--- Begin RECORD LIST ---

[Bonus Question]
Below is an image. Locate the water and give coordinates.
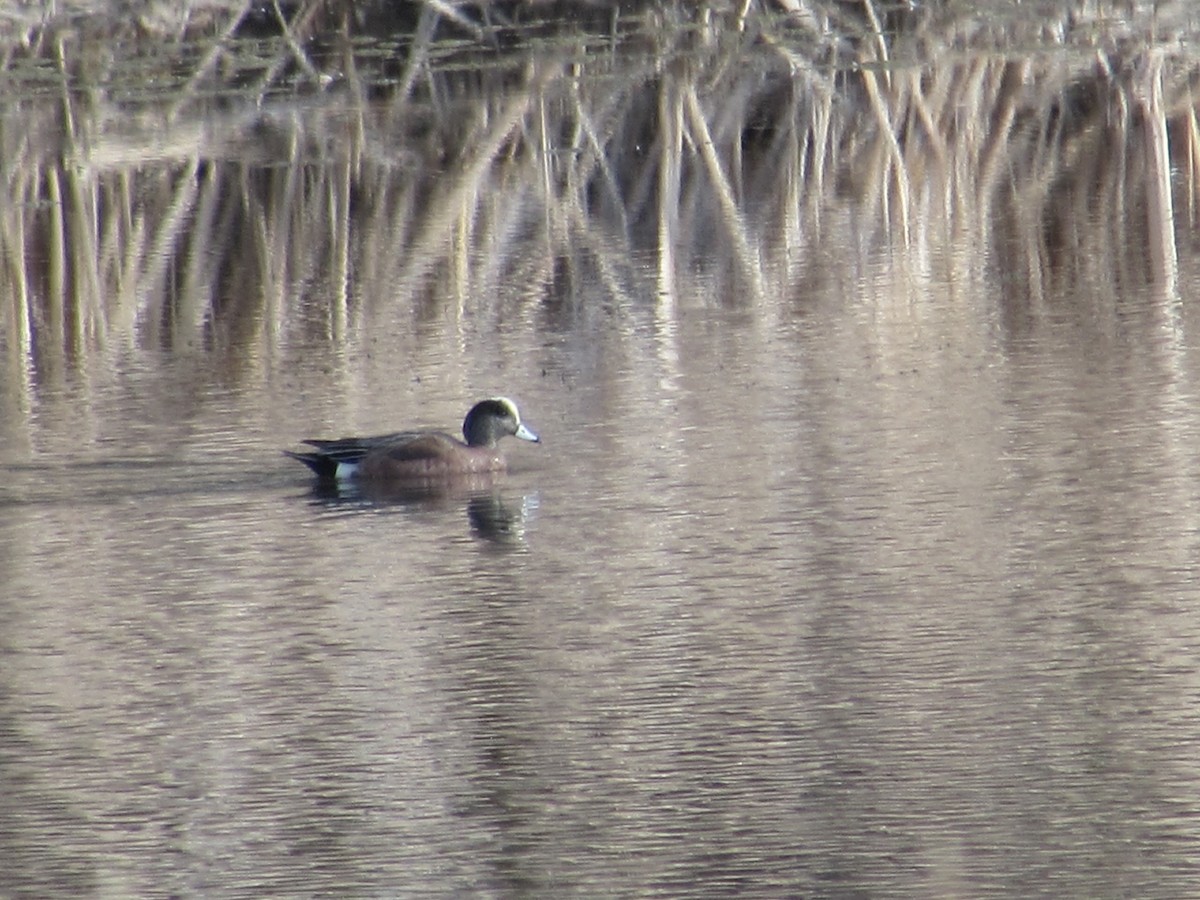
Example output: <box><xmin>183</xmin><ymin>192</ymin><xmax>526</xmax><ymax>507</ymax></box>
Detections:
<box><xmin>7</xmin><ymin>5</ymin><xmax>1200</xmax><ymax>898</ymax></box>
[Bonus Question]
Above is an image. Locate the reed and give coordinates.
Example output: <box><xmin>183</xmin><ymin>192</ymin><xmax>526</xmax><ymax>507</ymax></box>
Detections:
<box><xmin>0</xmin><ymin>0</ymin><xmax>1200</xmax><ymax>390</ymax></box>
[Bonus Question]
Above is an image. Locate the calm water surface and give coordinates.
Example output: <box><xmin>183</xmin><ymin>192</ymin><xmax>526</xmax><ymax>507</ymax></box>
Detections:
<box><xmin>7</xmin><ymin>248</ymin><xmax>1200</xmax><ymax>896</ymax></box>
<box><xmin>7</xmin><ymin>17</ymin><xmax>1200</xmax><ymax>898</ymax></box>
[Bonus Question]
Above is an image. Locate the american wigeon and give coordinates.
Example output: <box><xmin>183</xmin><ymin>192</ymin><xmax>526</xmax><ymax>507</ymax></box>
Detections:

--- End RECORD LIST ---
--- Begin RECORD LIST ---

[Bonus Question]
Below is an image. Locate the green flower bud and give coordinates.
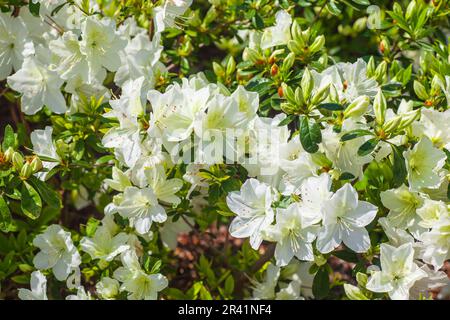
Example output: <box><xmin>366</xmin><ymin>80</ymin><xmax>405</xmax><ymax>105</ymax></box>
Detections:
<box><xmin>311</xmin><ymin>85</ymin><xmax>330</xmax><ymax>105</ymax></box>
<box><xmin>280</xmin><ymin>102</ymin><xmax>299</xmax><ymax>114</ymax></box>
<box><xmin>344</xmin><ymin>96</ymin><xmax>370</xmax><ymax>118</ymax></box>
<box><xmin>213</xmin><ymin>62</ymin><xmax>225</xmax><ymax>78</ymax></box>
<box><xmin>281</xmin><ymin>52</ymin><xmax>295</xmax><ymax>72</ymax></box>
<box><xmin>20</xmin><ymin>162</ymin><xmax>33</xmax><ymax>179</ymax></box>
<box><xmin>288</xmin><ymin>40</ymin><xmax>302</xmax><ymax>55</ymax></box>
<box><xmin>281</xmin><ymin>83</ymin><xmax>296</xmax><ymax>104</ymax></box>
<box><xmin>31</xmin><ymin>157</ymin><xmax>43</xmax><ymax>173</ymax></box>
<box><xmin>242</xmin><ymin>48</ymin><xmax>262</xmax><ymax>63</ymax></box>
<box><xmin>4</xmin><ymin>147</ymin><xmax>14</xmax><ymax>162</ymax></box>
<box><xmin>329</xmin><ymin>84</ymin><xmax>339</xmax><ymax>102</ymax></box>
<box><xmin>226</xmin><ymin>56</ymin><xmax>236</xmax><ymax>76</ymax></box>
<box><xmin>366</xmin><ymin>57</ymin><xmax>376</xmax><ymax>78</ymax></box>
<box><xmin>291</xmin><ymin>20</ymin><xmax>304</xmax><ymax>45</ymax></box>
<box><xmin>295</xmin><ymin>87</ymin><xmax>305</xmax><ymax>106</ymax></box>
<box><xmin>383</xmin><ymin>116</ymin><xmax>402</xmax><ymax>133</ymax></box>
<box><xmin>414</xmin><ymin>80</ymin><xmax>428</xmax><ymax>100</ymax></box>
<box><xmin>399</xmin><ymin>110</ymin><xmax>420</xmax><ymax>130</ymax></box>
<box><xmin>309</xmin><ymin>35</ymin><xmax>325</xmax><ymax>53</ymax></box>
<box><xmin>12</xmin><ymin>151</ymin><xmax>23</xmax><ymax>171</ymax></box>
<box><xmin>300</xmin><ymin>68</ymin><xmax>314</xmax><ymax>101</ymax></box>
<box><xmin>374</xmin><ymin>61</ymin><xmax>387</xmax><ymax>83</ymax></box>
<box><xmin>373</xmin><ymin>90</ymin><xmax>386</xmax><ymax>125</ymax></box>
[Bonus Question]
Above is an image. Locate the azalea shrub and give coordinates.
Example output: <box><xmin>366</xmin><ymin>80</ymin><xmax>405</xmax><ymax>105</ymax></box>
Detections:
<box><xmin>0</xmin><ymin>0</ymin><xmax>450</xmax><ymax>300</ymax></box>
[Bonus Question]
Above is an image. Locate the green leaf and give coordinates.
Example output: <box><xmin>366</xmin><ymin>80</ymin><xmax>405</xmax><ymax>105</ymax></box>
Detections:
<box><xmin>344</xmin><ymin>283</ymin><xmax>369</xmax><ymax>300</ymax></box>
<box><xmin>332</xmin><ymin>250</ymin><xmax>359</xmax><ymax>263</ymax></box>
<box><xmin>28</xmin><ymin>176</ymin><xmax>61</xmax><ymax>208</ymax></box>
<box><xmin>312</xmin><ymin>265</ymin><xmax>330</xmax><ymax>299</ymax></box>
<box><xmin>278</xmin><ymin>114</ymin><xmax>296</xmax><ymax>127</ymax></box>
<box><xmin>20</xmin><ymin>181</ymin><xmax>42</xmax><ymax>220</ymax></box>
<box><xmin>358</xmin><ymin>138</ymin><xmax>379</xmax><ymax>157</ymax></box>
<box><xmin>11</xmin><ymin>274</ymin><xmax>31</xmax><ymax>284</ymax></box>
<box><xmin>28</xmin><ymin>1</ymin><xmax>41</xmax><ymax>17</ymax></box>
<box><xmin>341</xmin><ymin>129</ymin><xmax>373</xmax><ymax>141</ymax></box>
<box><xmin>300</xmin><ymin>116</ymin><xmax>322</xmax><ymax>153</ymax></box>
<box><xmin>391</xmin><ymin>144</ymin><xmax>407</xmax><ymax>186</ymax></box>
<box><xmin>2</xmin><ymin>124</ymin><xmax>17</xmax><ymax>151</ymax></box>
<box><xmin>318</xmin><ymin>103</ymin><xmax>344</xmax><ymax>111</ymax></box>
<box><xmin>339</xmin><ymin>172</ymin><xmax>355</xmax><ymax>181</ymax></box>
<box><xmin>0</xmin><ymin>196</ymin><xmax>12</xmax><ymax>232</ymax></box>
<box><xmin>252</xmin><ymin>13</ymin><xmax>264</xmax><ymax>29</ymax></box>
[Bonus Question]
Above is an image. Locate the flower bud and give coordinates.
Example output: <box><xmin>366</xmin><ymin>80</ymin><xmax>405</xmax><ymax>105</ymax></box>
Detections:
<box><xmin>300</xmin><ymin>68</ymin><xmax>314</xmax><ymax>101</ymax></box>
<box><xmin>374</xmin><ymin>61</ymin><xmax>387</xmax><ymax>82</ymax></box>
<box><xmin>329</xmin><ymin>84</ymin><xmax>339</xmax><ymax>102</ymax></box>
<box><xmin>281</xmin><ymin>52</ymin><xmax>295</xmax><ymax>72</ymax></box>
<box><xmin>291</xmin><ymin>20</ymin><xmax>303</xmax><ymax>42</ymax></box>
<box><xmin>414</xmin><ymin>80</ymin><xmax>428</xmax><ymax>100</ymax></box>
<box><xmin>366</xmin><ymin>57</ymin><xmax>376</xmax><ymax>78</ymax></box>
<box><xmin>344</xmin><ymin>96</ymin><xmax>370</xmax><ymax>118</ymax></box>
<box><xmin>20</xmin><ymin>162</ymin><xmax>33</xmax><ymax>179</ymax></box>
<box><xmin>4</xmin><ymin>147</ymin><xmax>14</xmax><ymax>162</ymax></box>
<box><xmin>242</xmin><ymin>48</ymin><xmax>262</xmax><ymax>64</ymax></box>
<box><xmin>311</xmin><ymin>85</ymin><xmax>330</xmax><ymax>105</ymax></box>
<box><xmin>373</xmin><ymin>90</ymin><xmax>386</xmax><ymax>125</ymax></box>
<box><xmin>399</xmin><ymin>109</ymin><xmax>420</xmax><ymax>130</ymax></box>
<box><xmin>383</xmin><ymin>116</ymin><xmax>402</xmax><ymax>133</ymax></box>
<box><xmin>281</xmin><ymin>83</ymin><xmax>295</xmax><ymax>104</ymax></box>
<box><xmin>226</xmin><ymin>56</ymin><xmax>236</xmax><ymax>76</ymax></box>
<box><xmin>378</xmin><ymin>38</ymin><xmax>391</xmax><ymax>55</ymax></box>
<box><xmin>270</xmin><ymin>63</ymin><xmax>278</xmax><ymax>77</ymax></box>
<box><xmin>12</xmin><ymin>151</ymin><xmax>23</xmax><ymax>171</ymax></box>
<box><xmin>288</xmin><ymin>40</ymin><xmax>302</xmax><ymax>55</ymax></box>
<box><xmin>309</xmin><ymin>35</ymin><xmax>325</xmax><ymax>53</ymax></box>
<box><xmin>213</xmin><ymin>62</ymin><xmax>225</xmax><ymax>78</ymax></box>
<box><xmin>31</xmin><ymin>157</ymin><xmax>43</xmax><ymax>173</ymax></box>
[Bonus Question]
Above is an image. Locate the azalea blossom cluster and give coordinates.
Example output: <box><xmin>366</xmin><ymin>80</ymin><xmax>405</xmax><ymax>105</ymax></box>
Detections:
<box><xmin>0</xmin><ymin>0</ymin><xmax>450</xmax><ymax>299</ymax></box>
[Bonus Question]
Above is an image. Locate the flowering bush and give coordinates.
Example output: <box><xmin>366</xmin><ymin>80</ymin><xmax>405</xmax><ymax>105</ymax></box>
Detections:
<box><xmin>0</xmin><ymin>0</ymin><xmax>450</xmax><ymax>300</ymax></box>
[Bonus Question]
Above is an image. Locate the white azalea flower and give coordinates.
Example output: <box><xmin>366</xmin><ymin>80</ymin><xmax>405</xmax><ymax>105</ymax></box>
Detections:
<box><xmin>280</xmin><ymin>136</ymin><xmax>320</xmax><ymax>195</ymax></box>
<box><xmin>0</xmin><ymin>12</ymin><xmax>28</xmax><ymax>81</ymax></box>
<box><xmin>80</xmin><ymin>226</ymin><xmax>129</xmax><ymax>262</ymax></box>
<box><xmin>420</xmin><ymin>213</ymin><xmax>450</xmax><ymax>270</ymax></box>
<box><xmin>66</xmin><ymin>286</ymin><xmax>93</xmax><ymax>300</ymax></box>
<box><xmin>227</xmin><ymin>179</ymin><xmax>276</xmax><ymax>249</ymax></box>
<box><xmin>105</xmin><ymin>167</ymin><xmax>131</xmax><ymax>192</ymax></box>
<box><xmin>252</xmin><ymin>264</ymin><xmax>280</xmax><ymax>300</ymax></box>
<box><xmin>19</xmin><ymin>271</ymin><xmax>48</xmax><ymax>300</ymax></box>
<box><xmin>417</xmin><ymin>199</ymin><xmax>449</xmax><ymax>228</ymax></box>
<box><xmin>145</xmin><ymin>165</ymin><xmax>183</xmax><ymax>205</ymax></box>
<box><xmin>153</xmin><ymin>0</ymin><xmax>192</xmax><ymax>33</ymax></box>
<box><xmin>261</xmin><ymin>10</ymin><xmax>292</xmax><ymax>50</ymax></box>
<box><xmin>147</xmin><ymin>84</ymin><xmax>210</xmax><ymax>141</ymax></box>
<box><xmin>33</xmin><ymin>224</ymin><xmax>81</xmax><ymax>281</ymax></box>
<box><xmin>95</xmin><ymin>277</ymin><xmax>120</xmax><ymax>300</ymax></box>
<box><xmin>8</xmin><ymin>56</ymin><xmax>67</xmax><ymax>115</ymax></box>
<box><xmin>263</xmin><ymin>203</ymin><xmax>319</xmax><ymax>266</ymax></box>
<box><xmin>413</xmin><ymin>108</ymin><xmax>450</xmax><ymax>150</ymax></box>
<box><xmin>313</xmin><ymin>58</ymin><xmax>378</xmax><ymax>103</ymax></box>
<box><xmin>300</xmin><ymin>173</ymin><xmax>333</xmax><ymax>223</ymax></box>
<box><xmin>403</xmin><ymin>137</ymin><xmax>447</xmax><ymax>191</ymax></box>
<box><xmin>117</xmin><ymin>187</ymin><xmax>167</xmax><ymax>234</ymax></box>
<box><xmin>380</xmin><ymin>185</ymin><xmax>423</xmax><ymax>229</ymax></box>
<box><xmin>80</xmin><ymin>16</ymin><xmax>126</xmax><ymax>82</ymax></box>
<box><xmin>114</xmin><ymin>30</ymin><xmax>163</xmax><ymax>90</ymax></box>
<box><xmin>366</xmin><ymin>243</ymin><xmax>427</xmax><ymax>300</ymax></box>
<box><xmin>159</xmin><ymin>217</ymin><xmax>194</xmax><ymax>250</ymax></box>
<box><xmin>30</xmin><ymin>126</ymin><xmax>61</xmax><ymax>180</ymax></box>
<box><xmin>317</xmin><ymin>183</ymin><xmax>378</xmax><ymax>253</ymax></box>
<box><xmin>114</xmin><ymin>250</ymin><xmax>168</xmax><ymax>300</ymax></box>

--- End RECORD LIST ---
--- Begin RECORD LIST ---

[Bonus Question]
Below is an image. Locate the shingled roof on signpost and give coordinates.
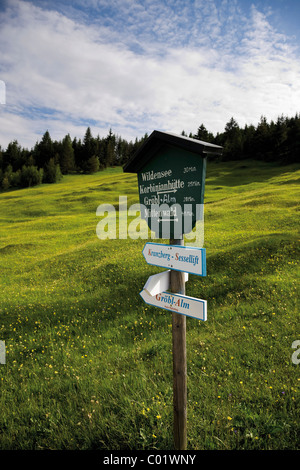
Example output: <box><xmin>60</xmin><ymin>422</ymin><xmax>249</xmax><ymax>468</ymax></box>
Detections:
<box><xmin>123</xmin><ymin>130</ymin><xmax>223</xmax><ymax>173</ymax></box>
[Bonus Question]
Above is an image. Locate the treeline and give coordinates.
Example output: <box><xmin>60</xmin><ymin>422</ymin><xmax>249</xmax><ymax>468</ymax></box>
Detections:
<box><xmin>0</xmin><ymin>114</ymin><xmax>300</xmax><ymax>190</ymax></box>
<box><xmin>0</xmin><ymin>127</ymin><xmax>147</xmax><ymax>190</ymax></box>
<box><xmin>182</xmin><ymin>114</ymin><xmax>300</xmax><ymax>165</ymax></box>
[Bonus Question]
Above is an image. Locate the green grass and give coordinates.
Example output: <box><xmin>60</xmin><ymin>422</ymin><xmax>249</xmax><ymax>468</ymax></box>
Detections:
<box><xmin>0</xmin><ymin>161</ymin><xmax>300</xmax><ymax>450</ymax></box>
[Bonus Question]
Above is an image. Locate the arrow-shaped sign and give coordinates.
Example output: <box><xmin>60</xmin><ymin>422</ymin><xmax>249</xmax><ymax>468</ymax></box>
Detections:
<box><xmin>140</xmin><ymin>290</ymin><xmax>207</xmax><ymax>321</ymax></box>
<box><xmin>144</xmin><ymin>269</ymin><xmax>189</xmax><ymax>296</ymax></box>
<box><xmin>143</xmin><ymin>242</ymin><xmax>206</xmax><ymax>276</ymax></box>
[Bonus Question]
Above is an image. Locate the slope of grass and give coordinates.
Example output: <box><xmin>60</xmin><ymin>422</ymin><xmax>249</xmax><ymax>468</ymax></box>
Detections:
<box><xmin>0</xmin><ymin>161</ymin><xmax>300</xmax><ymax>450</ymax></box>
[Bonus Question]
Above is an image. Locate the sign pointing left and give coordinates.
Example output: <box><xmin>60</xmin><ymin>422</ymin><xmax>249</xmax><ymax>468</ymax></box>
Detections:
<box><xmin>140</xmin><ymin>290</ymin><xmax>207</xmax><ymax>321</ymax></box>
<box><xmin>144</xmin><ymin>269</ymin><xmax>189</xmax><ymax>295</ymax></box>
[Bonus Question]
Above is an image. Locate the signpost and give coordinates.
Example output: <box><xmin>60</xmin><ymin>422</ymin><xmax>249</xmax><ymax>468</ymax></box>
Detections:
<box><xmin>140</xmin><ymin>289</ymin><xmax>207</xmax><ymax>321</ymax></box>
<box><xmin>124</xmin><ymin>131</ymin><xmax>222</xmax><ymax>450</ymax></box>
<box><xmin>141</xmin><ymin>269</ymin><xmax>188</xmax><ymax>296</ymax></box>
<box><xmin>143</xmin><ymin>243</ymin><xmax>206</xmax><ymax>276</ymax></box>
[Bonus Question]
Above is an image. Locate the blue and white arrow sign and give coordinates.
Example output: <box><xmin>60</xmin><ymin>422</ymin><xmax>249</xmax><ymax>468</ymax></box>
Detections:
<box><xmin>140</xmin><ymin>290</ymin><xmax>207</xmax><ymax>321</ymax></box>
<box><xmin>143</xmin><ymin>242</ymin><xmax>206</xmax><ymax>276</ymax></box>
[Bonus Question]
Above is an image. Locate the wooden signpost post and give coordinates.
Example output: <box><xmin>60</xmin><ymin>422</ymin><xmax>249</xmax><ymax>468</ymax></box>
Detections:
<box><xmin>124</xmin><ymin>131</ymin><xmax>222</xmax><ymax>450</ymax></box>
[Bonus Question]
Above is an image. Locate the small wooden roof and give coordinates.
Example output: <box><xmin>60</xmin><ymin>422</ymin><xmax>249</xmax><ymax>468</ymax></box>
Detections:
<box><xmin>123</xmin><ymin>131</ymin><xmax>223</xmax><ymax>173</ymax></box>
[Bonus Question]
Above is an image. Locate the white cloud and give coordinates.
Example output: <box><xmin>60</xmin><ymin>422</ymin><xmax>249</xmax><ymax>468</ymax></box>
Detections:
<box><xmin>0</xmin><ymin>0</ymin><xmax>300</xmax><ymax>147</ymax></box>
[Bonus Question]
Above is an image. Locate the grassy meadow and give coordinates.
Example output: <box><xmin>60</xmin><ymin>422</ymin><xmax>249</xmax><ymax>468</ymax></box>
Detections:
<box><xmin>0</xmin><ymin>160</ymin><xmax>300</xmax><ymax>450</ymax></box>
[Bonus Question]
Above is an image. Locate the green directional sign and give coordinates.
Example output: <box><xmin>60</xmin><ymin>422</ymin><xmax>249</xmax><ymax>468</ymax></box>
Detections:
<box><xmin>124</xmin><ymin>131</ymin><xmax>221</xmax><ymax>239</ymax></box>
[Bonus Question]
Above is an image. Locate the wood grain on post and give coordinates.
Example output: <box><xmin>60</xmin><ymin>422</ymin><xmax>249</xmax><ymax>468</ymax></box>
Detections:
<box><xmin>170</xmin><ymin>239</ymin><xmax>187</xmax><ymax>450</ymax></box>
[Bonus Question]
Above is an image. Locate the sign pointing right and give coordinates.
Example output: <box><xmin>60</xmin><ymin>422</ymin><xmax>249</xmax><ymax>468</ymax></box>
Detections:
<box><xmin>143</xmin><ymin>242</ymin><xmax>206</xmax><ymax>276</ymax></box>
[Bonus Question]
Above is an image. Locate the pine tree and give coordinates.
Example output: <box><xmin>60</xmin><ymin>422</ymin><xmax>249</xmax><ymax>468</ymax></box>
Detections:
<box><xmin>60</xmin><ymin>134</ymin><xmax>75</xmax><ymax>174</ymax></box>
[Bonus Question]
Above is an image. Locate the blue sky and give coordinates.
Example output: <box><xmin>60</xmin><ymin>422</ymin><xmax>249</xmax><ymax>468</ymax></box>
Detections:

--- End RECORD LIST ---

## REQUIRED TASK
List every line of the records above that contains the word "wooden".

## EXERCISE SOLUTION
Above is an image. Locate the wooden signpost post and give coordinates.
Above is an image. Locate the small wooden roof and give coordinates.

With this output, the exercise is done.